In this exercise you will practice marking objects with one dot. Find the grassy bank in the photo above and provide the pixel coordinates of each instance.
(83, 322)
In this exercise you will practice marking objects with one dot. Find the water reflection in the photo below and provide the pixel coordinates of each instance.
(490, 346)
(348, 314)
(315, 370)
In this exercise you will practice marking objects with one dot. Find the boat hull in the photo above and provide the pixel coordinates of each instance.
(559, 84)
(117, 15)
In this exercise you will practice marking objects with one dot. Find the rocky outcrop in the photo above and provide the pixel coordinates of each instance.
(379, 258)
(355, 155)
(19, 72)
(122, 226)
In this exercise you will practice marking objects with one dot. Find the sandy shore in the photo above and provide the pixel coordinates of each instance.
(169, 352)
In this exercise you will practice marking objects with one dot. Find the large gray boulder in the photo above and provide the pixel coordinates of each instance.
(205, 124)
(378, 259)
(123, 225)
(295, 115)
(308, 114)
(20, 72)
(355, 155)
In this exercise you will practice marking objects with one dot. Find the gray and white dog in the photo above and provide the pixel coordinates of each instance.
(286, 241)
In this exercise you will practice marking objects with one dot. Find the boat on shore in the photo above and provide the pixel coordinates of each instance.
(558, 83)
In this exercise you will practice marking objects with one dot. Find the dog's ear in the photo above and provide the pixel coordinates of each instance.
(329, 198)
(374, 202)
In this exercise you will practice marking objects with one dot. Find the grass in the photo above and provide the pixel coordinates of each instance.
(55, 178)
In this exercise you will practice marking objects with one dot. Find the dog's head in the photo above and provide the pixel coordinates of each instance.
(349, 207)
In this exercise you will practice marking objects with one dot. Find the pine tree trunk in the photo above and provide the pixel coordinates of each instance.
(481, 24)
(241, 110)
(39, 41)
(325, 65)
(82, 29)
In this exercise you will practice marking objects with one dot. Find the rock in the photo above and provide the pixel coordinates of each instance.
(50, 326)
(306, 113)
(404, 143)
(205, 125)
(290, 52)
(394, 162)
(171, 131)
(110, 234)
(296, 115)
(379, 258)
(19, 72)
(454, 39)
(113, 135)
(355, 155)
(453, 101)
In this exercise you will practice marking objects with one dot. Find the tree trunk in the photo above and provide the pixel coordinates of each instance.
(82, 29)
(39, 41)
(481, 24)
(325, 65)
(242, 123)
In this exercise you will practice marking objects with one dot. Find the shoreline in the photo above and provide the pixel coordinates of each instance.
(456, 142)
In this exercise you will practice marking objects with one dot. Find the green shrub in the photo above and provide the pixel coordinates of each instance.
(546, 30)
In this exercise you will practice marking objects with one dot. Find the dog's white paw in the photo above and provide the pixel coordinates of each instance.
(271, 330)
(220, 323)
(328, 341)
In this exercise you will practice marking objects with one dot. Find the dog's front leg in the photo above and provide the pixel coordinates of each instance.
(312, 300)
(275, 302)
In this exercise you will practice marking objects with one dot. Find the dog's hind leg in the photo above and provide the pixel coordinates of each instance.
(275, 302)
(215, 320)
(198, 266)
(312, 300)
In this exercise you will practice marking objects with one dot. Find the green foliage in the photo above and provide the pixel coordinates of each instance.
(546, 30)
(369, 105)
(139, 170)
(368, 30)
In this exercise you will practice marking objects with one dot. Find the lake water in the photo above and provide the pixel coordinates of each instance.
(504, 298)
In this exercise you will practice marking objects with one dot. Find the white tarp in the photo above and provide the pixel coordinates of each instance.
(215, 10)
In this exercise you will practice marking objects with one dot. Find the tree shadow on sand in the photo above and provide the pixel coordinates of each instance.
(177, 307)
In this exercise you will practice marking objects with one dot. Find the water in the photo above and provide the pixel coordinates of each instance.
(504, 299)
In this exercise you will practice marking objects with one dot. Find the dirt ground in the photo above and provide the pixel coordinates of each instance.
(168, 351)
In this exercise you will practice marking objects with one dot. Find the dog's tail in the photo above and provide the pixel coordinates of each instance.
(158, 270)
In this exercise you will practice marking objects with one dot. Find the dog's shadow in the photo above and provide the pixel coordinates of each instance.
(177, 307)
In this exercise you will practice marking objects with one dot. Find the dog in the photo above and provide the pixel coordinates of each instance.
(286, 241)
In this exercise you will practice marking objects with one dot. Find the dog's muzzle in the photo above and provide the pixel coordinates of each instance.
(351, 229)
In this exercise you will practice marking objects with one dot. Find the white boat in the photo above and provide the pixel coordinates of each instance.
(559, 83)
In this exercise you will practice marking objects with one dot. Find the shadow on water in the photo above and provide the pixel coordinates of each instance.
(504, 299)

---------------

• **What is being asked**: Retype the material above in full, with nothing altered.

• **Task response**:
In this exercise you will practice marking objects with one dot. Find the grassy bank in the photo above and provide the pixel coordinates of each instance.
(83, 322)
In this exercise you will practice marking objects with one dot. Find the water reflection in the photo below and provide the pixel coordinates of each instance.
(490, 346)
(348, 314)
(315, 370)
In this exercise you will practice marking objects with one dot. Find the boat hull in the photo above and provide the pixel coordinates of each instance.
(559, 84)
(117, 15)
In this exercise you will practice marking objects with one dot. Find the rocky outcrop in the photo above and provide the pixel coordinates of each instance.
(379, 258)
(355, 155)
(19, 72)
(122, 226)
In this exercise you will practice marking objects with one dot. Find the sandy shore in the photo above and provide the pixel coordinates of each instance.
(169, 352)
In this exercise you will practice marking objects with one dot. Find the large gray boulder in the photo above and provide the pixel coordinates of each instance.
(205, 124)
(378, 259)
(123, 225)
(295, 115)
(308, 114)
(20, 72)
(355, 155)
In this exercise you will practice marking objects with one dot. Find the gray and white dog in the photo above and provide the pixel coordinates of each instance.
(286, 241)
In this exercise you will practice marking objects with one dot. Find the boat on shore in the photo above and provide the pixel coordinates of each instance.
(558, 83)
In this exercise you will practice marking objects with one dot. Find the dog's ear in the photo above and provide the pixel coordinates of each instance.
(329, 198)
(374, 202)
In this exercise you will practice marking objects with one dot. Find the grass in the photo above and provide the pixel coordinates of each instance.
(55, 178)
In this exercise you will practice marking objects with one dot. Find the dog's head in the photo above and provide the pixel coordinates of each instance.
(349, 207)
In this exercise you will practice marking objects with one dot. Find the pine tree trunk in the photo above and provide the pixel coordinates of each instance.
(481, 24)
(241, 110)
(39, 41)
(325, 65)
(82, 29)
In this exercise you will practice marking objects with one dot. Find the rock in the photo above and provide the pixel coordinates of each instance.
(50, 326)
(306, 113)
(404, 143)
(205, 125)
(290, 52)
(394, 162)
(171, 131)
(110, 234)
(296, 115)
(379, 258)
(19, 72)
(454, 39)
(113, 135)
(355, 155)
(453, 101)
In this exercise you will practice marking objects with one dot. Find the tree trunk in the photo above and provide the pixel coordinates of each instance.
(82, 29)
(39, 41)
(481, 24)
(325, 65)
(242, 123)
In this exercise you will practice marking objects with one dot. Find the shoreline in the photo above and provide the pixel coordinates of each instance.
(456, 142)
In this exercise you will practice marking objects with one dot. Find the green shrub in the photo above and provide the pixel coordinates of each instance.
(546, 30)
In this exercise you will practice marking objects with one dot. Find the dog's white paw in the photo above and provide the pixel coordinates of each instance.
(271, 330)
(220, 323)
(328, 341)
In this exercise you will practice marking objects with one dot. Find the dog's front leg in the photo above and provide the pixel coordinates of each instance.
(312, 300)
(275, 302)
In this exercise you will practice marking objects with one dot. Find the dog's hind leg in the photo above and provide the pixel coordinates of each instance.
(275, 302)
(215, 320)
(198, 266)
(312, 300)
In this exercise you will practice marking objects with one dot. Find the green foliage in the photo above and provide the pixel coordinates of each instance.
(546, 30)
(369, 105)
(139, 170)
(368, 30)
In this exercise you will practice marking objects with one dot. Find the lake water in the photo above and provide the pixel coordinates of each instance.
(504, 298)
In this exercise you will practice marking objects with one dot. Find the white tarp in the photo above and provide the pixel coordinates of each instance.
(215, 10)
In this exercise you will practice marking objects with one dot. Find the tree shadow on sand in the photo above and provide the pixel coordinates of each instance.
(177, 307)
In this exercise you will practice marking objects with one dot. Find the water in the photo above and provide the pixel coordinates of each instance.
(504, 299)
In this exercise you will practice marking objects with one dot. Find the dirt ground in the photo above and provide the pixel coordinates of each instance.
(168, 351)
In this exercise you will practice marking objects with one dot. Find the dog's tail in the photo above and provide the pixel coordinates of each instance.
(158, 270)
In this exercise you will practice marking objects with one dot. Find the dog's shadow in the photo above and provide the pixel coordinates of each instance.
(177, 307)
In this exercise you will practice marking objects with one dot. Find the dog in the photo above and provide the pixel coordinates of each instance.
(286, 241)
In this exercise you will practice marking objects with one dot. Find the dog's muzzle in the photo above and provide the pixel coordinates of each instance.
(351, 229)
In this exercise you will practice marking objects with one dot. Find the white boat in the photo above and provide the pixel coordinates of each instance.
(559, 83)
In this exercise you will practice marking objects with one dot. Find the shadow on water in the photo above and provide the pixel coordinates of each instance.
(504, 299)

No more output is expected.